In the next six to eight months, utilities should be prepared for an increase in challenges stemming from customers’ inability to pay their bills and restrictions on utility’s ability to disconnect service to customers in need. Anticipating the higher-than-usual arrears, utilities should plan for enhancing their customer engagement by offering innovative payment arrangements, more advanced rate options (such as prepay and budget plans) and increasing access to low-income payment programs that will help financially impacted customers. Utilities should look to maximize the potential federal stimulus benefits for their customers who are seeing a higher utility cost burden.
Utilities should start the process of cataloging job positions and developing a staffing metric that identifies replacement staff members for key positions. This ideally should be two levels deep in case key staff become ill. In addition, knowledge management technologies could be deployed to make it easier for the utility workforce to be cross trained quickly. Procedures could be developed to rapidly obtain workload status and identify key staff activities in preparing for stay-at-home scenarios or illness, in addition to and to complement investments in work-from-home technologies.
Developing a staffing response playbook which lays out a response strategy in the event significant portions of the workforce become unavailable is critical. Unlike storm situations in which utilities can seek help from neighboring utilities, pandemics are global. Therefore, neighboring utilities will likely be unable to provide the resources necessary if they are equally impacted.
Given the rapidly changing environment, from the CARES Act to load changes to workforce planning, a dashboard view of the utility’s current operations is an immediate step that would help utility executives quickly get a pulse on the entirety of utility operations. As daily energy usage continues to change with more people working from home, executives will have a quick understanding of how this change in usage will impact future revenue forecasts, grid loading, and power purchases.
The dashboard combines this daily load impact information with other key performance indicators such as changes in on-time payments, number of customers enrolled in low-income programs, bad debt, customer satisfaction, call center performance, and employee engagement. The utility can then develop mitigation plans around each KPI that is moving in an unfavorable direction. These plans could include digitization of certain operations, productivity improvements, new revenue enhancing opportunities, enhanced payment assistance programs or updated business continuity plans.
The long-term impact of COVID-19 on utilities is yet to be known. There are some unique characteristics of the pandemic that makes it unlike any other economic event in recent history. Congress’s COVID-19 relief package (CARES Act) is the largest economic relief bill in U.S. history, allocating $2.2 trillion in support to individuals and businesses affected by the pandemic and economic downturn. This relief bill restricts utilities’ ability to disconnect customers and makes additional funds available for customer payment assistance through existing state administered low-income programs.
Utilities are wise to prepare for changes in customer expectations, load profiles, employee availability, and the ability to execute existing capital projects, all while ensuring reliability and a fair energy burden for all customers. Taking steps now to create a more digital workplace and improving the productivity of employees along with investing in low-income programs can help utilities meet the evolving expectations of their employees, customers, regulators, and owners.

**DATA RECORDS:**
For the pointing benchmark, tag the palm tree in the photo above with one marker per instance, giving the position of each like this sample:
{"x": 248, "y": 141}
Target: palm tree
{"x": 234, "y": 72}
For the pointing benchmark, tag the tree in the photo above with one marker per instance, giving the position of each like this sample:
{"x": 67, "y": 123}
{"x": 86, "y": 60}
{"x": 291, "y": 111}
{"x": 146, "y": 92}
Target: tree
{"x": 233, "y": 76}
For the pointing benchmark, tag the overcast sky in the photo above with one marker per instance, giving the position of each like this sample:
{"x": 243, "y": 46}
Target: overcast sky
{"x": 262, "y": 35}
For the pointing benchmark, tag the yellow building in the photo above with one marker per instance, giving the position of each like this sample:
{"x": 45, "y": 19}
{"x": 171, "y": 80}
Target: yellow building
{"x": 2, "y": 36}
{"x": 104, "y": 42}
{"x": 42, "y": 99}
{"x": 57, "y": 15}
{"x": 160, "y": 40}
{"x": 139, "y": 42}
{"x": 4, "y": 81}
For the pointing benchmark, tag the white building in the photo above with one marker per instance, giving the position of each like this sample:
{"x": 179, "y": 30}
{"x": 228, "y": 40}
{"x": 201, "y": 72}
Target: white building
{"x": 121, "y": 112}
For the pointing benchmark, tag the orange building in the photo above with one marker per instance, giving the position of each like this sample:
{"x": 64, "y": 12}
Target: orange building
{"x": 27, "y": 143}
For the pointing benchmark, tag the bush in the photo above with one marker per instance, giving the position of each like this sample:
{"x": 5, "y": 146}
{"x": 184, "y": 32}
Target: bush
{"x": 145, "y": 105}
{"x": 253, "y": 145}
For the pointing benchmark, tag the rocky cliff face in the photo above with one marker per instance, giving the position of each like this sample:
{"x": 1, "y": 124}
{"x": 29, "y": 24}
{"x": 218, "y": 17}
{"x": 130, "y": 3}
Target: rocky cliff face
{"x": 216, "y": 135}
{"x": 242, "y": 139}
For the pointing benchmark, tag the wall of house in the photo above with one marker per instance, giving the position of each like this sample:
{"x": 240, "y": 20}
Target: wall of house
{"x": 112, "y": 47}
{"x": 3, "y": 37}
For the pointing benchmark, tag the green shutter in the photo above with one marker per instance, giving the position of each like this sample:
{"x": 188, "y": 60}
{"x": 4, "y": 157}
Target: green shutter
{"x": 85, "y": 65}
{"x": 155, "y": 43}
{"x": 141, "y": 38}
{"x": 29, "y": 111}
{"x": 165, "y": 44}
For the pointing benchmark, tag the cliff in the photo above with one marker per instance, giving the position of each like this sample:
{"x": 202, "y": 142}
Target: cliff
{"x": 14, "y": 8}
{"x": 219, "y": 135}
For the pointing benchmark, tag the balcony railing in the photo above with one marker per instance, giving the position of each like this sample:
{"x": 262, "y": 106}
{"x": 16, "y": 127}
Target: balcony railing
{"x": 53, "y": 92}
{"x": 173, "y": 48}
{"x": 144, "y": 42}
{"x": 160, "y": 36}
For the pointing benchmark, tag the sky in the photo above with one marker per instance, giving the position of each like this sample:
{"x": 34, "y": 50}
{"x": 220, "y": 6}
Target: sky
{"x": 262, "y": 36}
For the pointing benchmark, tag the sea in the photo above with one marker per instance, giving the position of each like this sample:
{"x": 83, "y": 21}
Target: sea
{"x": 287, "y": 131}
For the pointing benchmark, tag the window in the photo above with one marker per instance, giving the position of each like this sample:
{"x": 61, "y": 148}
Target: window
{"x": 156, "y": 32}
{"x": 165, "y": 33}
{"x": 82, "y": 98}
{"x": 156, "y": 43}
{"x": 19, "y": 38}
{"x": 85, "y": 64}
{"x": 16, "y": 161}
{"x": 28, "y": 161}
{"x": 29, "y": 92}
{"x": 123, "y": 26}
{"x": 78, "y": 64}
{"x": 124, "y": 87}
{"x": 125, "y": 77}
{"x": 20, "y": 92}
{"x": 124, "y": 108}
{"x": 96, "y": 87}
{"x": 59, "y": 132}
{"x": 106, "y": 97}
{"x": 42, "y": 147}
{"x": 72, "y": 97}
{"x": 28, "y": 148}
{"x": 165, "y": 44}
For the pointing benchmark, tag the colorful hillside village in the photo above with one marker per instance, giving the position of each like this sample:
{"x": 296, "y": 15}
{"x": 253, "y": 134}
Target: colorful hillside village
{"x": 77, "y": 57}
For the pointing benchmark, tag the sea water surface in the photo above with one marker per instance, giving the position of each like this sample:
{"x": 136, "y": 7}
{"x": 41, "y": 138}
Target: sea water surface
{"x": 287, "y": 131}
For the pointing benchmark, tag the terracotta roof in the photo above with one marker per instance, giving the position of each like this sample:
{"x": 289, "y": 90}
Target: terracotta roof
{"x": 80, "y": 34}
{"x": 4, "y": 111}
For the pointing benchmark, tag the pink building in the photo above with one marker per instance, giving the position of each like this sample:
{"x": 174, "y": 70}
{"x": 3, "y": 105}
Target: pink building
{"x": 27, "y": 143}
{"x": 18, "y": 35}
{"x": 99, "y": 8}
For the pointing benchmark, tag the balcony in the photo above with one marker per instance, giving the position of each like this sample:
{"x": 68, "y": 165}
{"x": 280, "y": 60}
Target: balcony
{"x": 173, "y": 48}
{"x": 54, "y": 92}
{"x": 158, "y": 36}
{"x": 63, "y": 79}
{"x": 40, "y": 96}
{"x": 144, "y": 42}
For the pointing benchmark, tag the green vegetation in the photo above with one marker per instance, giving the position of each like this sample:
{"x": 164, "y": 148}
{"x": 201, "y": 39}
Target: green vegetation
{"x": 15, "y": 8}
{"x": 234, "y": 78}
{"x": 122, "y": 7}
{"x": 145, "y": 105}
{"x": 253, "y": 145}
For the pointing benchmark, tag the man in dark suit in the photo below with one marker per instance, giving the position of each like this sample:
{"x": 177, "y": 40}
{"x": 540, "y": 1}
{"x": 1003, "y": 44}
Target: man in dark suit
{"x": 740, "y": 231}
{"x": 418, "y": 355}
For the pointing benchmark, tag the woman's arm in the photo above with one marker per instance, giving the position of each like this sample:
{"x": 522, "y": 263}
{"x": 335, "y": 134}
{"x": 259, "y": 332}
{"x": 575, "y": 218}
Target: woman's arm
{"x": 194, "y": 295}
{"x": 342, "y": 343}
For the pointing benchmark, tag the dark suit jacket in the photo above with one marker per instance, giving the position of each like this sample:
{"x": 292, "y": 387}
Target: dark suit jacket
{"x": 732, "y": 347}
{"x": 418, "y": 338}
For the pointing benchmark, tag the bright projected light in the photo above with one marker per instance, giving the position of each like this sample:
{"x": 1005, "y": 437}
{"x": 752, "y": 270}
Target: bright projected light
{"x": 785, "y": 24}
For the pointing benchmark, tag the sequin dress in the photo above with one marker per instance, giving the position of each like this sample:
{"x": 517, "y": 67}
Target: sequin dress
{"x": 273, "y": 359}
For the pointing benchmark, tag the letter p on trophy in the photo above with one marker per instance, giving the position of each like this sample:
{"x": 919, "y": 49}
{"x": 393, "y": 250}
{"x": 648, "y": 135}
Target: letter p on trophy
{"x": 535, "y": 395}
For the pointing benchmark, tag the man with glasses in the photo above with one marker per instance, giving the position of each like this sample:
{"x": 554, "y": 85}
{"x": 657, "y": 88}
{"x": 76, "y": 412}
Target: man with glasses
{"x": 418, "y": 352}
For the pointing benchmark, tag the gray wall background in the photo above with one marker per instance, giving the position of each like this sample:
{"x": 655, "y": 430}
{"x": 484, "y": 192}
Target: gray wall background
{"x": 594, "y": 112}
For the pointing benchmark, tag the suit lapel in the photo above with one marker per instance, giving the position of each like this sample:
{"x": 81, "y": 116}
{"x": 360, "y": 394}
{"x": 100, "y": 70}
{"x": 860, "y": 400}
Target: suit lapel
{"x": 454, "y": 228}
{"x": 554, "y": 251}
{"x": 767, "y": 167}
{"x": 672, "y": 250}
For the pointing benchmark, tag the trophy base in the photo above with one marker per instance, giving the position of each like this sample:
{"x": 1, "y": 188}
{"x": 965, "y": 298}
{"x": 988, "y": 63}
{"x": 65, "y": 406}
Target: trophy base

**INSTRUCTIONS:**
- a) Answer these from the passage on utilities and COVID-19:
(i) How many levels deep should the identification of replacement staff for key positions ideally go?
(ii) How much support does the CARES Act allocate to individuals and businesses?
(iii) Unlike storm situations, what does the passage say pandemics are?
- b) Copy the passage on utilities and COVID-19 word for word, starting at "Developing a staffing response" and ending at "and power purchases.".
The rows aren't needed here.

**SET OF ANSWERS:**
- a)
(i) Two levels deep.
(ii) $2.2 trillion.
(iii) Global.

- b)
Developing a staffing response playbook which lays out a response strategy in the event significant portions of the workforce become unavailable is critical. Unlike storm situations in which utilities can seek help from neighboring utilities, pandemics are global. Therefore, neighboring utilities will likely be unable to provide the resources necessary if they are equally impacted.
Given the rapidly changing environment, from the CARES Act to load changes to workforce planning, a dashboard view of the utility’s current operations is an immediate step that would help utility executives quickly get a pulse on the entirety of utility operations. As daily energy usage continues to change with more people working from home, executives will have a quick understanding of how this change in usage will impact future revenue forecasts, grid loading, and power purchases.